# TEXT:

Therefore, for the sake of safety, reliability, and operational cost, some technology in energy systems may be decades behind current communications and enterprise technology.
The following is a list of some considerations and challenges related to applying more enterprise-oriented cryptographic security controls in distribution energy systems1.
Frequent changes to standards and best practices
Cybersecurity and cryptographic standards frequently change based on external factors such as the availability of new cryptanalysis tools, the increase in computational power available to threat actors, and the introduction of novel attack techniques, among others. These frequent cryptographic standard changes, by both private industry groups and government entities, are problematic for energy system environments. The lag time between a standard’s ratification and its implementation by energy system manufacturers, and subsequently by system owners, can be considerable due in part to the constraints of cyber-physical systems already outlined in this document. As a result, firmware upgrades may already be out of date according to current cryptographic standards when upgrades are deployed within the energy system environment.
Firmware maintenance burden
Recloser controls have evolved from purely electromechanical devices to devices with adjustable analog electronics, and to microprocessor-based relays with adjustments and protection schemes in code. As communications networks have grown to include them, design choices made to provide security for this new communications functionality can require additional maintenance and introduce a higher chance of firmware flaws that are unrelated to their critical functionality. Consequently, the number of lines of code (LoC) has progressed from a minuscule 40,0002 in early protection relays to over 600,000 today, with only 7% of that count involved directly with protective relay functions. OpenSSL (the popular open-source package for TLS implementations) currently contains over 500,000 LoC3.

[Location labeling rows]
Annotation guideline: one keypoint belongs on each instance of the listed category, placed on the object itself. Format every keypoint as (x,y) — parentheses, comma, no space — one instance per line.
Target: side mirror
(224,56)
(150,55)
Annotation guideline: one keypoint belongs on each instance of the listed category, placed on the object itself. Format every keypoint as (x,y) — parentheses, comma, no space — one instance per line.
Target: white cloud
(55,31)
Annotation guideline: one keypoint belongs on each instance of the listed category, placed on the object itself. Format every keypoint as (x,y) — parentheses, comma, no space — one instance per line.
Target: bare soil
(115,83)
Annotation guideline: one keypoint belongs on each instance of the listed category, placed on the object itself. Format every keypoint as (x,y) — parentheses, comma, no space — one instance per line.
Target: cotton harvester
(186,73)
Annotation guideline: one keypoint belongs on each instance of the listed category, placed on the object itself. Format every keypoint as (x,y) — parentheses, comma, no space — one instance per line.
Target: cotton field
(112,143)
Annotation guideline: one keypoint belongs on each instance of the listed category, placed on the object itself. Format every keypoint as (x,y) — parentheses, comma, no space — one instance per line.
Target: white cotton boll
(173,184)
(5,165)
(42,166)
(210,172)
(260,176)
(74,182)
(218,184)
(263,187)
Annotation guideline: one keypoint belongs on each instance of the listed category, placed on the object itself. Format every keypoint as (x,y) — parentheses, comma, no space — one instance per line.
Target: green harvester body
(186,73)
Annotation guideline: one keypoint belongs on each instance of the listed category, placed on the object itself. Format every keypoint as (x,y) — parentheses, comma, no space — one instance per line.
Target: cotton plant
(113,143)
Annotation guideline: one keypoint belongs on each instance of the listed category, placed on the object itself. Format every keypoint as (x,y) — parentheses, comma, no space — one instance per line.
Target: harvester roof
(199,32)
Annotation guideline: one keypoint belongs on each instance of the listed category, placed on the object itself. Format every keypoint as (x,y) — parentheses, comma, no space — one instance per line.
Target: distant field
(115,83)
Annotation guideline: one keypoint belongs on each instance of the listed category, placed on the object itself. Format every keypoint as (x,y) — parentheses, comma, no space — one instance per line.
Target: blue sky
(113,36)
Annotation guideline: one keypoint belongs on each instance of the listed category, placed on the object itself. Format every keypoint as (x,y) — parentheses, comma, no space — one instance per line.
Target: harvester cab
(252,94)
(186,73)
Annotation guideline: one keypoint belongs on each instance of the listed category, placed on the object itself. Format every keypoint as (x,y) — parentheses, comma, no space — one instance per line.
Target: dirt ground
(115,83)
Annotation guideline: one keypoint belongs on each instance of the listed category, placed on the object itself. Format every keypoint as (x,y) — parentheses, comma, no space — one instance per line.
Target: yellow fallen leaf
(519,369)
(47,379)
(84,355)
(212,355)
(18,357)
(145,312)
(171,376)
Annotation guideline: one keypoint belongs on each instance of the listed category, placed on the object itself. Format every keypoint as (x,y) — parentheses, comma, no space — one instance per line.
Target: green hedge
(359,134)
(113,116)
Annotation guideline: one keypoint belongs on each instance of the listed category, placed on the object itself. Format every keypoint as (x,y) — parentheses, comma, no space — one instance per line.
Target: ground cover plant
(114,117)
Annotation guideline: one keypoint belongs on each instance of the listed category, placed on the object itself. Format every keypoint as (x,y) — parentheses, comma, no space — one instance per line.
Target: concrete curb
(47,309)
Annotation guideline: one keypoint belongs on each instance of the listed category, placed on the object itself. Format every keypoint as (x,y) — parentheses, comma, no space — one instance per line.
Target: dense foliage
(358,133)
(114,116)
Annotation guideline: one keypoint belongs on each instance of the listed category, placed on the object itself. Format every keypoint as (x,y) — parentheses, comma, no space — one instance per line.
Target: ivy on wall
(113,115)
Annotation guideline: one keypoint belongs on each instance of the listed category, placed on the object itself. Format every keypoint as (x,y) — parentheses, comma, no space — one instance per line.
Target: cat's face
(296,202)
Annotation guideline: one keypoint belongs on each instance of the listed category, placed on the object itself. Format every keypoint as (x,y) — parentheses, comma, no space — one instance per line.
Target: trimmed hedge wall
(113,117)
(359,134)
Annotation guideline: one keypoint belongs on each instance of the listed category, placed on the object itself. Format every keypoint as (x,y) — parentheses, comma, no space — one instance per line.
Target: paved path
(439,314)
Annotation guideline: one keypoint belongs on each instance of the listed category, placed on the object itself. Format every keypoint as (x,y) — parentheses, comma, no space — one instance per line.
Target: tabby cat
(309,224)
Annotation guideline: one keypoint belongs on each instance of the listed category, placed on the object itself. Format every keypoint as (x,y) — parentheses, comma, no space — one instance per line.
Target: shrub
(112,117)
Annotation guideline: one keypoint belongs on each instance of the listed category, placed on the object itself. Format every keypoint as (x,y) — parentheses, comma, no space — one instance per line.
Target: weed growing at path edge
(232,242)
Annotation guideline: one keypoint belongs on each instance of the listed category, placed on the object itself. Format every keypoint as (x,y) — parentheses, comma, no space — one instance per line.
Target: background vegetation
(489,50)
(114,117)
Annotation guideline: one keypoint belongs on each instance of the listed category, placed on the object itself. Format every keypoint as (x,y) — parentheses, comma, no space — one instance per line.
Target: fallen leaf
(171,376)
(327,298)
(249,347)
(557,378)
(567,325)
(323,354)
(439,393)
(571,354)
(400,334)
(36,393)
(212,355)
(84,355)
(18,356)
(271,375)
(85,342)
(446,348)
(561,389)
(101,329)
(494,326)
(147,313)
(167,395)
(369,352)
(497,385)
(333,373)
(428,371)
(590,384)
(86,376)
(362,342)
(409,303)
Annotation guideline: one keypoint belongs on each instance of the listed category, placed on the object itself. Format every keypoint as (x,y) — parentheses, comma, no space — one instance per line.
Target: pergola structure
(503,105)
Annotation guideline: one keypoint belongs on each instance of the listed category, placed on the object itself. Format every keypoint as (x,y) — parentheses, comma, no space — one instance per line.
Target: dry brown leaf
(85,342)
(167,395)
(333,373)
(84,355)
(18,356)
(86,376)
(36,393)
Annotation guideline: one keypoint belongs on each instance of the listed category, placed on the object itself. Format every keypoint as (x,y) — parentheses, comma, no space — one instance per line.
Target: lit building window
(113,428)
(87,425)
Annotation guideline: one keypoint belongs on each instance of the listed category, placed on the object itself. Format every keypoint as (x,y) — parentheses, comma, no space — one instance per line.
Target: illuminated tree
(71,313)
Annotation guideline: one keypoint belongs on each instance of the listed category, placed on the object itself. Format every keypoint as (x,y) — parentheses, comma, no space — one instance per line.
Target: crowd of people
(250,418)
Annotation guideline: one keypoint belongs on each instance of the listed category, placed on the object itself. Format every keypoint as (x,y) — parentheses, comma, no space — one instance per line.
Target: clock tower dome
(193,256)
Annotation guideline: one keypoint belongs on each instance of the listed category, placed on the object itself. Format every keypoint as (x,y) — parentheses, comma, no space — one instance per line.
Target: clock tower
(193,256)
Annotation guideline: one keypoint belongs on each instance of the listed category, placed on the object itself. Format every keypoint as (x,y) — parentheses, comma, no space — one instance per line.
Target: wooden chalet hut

# GIVEN INSTRUCTION A:
Please collect every line of the rows that contains the string "leaf", treating uppercase and lowercase as different.
# GIVEN INSTRUCTION B:
Pick up the passage on cryptographic security in energy systems after its last sentence and carry it forward.

# EXPECTED OUTPUT A:
Target: yellow fallen leaf
Target: fallen leaf
Target: dry brown leaf

# EXPECTED OUTPUT B:
Loss of situational awareness
IT-oriented cryptographic protocols (such as TLS, Secure Shell [SSH], and IPsec) focus on providing end-to-end confidentiality first and foremost, as well as integrity and authenticity controls for communication links to keep out intruders and ensure that authorized users who are trusted to be on the system can work securely. The protocols ensure that the information traversing the connection cannot easily be read or captured by anyone (or anything) on the network. Confidentiality is such a critical requirement of TLS 1.3 that the standard does not allow the use of “null-cipher” suites that remove confidentiality while keeping integrity and authenticity controls.4
Required end-user expertise
The IT departments at many organizations already have security and cryptographic expertise for managing and securing large numbers of users, which is due to the variety of ecosystems based on public-key infrastructure (PKI). OT units within smaller energy organizations (such as public utilities or electric cooperatives) without embedded IT experience can find it challenging to know how to configure cryptographic systems in OT environments. OT system owners may prefer to avoid patch mandates and vulnerability findings coming from the IT department by not enabling security features, but IT-oriented cryptography can often force the hands of OT system owners. At the end of the day OT systems need to minimize patches. Allowing IT control over OT assets also may impose IT helpdesk processes on critical energy systems and devices. This IT-OT divide is often handled by dividing IT and OT equipment into separate physical zones, with IT security governance falling on the communications gateway equipment at the perimeter location and OT owning the critical devices within the energy system.
The difficulty of key management in energy systems
Security key management in energy systems is notoriously tricky because manual key management has the same issues as patching, and the other choice, automated key management, increases complexity and attack surface. The outcome is that, typically, cryptographic keys will not change after system commissioning for the lifetime of the device. There are National Institute of Standards and Technology (NIST) standards (such as NIST SP800-57)5 that contain recommendations for key management timelines and lifecycles. However, due to the management lifecycles of competing standards or difficulties associated with key management, these recommendations are rarely followed6.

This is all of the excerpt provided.